Starting with the line that contains "Where can you spot the player's neck", copy every line through the end of the data below, exactly and with nothing added.

## Entries

## Start

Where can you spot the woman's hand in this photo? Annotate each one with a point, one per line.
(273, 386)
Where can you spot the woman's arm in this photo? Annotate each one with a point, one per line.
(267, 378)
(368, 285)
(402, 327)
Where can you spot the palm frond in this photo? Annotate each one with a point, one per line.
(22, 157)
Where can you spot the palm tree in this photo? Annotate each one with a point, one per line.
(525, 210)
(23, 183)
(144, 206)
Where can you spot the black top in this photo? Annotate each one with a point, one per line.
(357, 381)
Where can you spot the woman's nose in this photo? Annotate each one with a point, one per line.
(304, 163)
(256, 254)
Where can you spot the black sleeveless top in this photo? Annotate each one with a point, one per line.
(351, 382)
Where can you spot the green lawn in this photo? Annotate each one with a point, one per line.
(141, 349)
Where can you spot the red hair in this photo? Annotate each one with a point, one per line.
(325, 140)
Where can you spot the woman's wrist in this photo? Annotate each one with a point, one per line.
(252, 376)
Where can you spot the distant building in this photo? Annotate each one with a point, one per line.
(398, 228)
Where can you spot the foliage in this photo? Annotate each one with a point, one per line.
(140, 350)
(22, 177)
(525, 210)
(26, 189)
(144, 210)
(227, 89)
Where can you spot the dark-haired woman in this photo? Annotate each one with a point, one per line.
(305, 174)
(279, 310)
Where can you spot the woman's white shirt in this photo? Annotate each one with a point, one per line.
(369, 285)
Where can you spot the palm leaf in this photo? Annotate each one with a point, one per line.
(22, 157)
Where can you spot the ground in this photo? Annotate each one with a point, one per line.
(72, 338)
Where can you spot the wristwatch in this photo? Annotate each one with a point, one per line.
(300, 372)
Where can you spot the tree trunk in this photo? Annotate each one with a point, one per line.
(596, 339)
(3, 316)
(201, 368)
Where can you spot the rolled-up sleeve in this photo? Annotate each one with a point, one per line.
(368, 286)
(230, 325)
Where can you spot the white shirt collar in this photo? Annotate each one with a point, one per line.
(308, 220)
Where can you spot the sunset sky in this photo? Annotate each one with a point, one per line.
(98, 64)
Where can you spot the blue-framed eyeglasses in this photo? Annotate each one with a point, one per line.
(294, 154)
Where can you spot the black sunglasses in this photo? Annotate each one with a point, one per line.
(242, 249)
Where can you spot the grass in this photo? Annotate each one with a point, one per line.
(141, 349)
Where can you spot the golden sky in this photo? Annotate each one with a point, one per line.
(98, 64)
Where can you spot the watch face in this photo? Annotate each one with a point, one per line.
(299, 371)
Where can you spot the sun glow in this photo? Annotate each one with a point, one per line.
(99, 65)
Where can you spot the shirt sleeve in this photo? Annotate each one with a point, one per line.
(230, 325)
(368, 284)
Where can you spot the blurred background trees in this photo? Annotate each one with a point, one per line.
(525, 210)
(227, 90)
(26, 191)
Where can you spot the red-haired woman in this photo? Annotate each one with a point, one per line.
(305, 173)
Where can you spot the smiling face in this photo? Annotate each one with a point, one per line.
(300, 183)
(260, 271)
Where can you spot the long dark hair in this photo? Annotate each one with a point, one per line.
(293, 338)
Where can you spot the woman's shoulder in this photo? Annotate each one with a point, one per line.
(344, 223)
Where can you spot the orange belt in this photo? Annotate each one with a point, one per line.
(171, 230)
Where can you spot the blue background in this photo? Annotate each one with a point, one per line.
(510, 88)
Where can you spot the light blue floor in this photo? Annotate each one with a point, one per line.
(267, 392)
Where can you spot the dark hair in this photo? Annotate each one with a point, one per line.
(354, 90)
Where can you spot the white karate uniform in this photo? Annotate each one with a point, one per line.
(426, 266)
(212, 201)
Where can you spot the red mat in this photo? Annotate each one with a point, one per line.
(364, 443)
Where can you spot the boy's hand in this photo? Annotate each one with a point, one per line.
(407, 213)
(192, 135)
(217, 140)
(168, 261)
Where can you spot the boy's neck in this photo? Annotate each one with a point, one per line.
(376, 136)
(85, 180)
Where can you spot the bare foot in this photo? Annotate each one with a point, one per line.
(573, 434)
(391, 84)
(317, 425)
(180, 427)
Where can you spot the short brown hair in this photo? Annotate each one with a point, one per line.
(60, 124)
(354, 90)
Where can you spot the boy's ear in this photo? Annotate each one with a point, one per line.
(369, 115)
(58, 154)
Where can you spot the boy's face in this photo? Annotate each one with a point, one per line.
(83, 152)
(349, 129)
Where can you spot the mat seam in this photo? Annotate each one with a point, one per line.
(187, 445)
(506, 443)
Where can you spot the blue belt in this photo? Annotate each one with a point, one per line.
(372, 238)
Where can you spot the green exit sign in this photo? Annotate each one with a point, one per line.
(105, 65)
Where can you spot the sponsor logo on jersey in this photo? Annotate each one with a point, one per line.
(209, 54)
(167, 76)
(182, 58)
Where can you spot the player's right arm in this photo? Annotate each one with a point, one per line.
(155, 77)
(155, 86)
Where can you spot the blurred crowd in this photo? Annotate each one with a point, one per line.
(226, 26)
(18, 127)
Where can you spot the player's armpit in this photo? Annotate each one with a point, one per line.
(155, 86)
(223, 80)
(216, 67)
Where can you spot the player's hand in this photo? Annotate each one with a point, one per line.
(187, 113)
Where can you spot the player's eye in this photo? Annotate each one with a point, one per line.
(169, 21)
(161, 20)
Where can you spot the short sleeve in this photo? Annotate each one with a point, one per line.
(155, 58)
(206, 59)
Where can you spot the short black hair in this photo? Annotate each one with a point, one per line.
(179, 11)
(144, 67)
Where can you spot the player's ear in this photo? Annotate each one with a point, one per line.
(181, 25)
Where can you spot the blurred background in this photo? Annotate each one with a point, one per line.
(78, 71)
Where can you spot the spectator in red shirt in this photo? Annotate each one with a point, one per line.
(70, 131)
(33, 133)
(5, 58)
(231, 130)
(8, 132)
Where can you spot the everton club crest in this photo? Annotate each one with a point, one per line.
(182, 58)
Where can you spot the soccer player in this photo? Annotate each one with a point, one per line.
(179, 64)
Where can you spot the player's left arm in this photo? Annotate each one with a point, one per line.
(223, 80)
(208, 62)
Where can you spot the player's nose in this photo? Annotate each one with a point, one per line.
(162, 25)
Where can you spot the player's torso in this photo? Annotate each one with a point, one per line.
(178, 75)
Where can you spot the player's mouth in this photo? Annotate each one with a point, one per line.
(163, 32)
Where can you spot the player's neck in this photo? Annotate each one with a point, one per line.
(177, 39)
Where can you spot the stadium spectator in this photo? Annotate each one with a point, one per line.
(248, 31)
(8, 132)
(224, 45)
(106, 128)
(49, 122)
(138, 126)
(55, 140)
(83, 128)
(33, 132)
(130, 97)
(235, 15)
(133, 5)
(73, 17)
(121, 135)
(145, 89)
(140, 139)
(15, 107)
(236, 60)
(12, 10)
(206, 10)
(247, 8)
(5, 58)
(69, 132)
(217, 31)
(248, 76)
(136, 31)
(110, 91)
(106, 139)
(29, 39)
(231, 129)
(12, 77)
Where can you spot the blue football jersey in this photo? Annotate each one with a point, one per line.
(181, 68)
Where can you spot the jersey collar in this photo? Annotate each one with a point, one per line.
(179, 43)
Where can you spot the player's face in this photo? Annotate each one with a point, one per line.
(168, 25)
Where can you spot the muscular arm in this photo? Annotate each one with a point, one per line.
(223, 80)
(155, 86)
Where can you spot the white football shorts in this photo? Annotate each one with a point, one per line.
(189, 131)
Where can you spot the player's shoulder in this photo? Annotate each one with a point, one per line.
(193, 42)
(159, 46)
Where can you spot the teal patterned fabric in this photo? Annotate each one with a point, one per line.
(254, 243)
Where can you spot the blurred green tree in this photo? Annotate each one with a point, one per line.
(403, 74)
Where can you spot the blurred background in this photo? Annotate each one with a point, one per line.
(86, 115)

## End

## Answer in full
Where can you spot the player's neck in this photo? Annotate each one with a point, one per line.
(177, 39)
Where can you spot the stadium spectator in this photo? Annotate each one with a point, one per line.
(248, 31)
(8, 132)
(224, 45)
(106, 128)
(49, 122)
(138, 126)
(55, 140)
(83, 128)
(33, 132)
(130, 97)
(235, 15)
(133, 5)
(73, 17)
(121, 135)
(145, 89)
(140, 139)
(15, 107)
(236, 60)
(12, 10)
(206, 10)
(247, 8)
(5, 58)
(69, 132)
(217, 31)
(248, 76)
(136, 31)
(110, 91)
(106, 139)
(29, 39)
(231, 129)
(12, 77)
Where can you spot the blue football jersey in this photo? Annotate each one with a point, one per line.
(181, 68)
Where can you spot the jersey collar in this photo? Annotate each one with a point, one per line.
(179, 43)
Where can you spot the player's face in this photo? Annotate each one with a point, one per line.
(168, 25)
Where can you spot the muscular arm in this photo? Annotate each one with a point, one per line.
(223, 80)
(155, 86)
Where can you spot the white football shorts in this photo? Annotate each one with a point, one per line.
(189, 131)
Where can you spot the player's shoulder in this photo? Annotate each one with a point, one per line.
(193, 42)
(159, 46)
Where can you spot the teal patterned fabric in this photo? Annotate each one with a point, one per line.
(254, 243)
Where can you spot the blurred green tree in this photo? Annotate each one with a point, one per line.
(403, 74)
Where can you spot the blurred background in this photo? Annotate each one with a point, one per line.
(86, 115)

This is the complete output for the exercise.